→ **CHALLENGES**:
a: According to the travel post, what was the temperature in Berlin on arrival?
b: Reproduce the travel post between "Friday, 24 July" and "good as gold.", inclusive, changing "Flybe" to "the airline".

→ **PROVIDED TEXT**:
******
Friday, 24 July 2015

Inselaffe am See - part I

It should really be Inselaffen am See,  I suppose, as we were all involved. So be it.

Four a.m. starts with small children are not wholly recommended as a matter of course, but once in a while is OK.

Birmingham airport is also OK once in a while - I wouldn't want to make a habit of it.

Arriving in Berlin in temperatures of 39C in the shade with two very tired small children, to discover that Flybe have mislaid your car-seat en route and that your car-hire company has no record of your having booked one car seat, let alone wanting two, and oh, I'm so sorry, we don't actually have any car-seats anyway... well.

To be wholly fair to everyone involved, the lady at the Enterprise desk was very polite, her colleague found two car-seats from a rival company and the children were really as good as gold.
******
→ **SUPPLIED ENTRIES**:
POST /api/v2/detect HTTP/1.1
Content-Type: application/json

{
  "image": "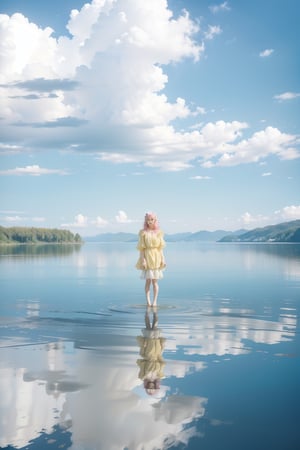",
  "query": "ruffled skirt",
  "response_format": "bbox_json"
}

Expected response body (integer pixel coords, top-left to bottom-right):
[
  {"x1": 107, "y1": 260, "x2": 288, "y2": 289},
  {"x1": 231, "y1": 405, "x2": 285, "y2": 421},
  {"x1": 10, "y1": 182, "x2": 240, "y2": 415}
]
[{"x1": 141, "y1": 269, "x2": 164, "y2": 280}]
******
→ **EXPECTED RESPONSES**:
a: 39C in the shade.

b:
Friday, 24 July 2015

Inselaffe am See - part I

It should really be Inselaffen am See,  I suppose, as we were all involved. So be it.

Four a.m. starts with small children are not wholly recommended as a matter of course, but once in a while is OK.

Birmingham airport is also OK once in a while - I wouldn't want to make a habit of it.

Arriving in Berlin in temperatures of 39C in the shade with two very tired small children, to discover that the airline have mislaid your car-seat en route and that your car-hire company has no record of your having booked one car seat, let alone wanting two, and oh, I'm so sorry, we don't actually have any car-seats anyway... well.

To be wholly fair to everyone involved, the lady at the Enterprise desk was very polite, her colleague found two car-seats from a rival company and the children were really as good as gold.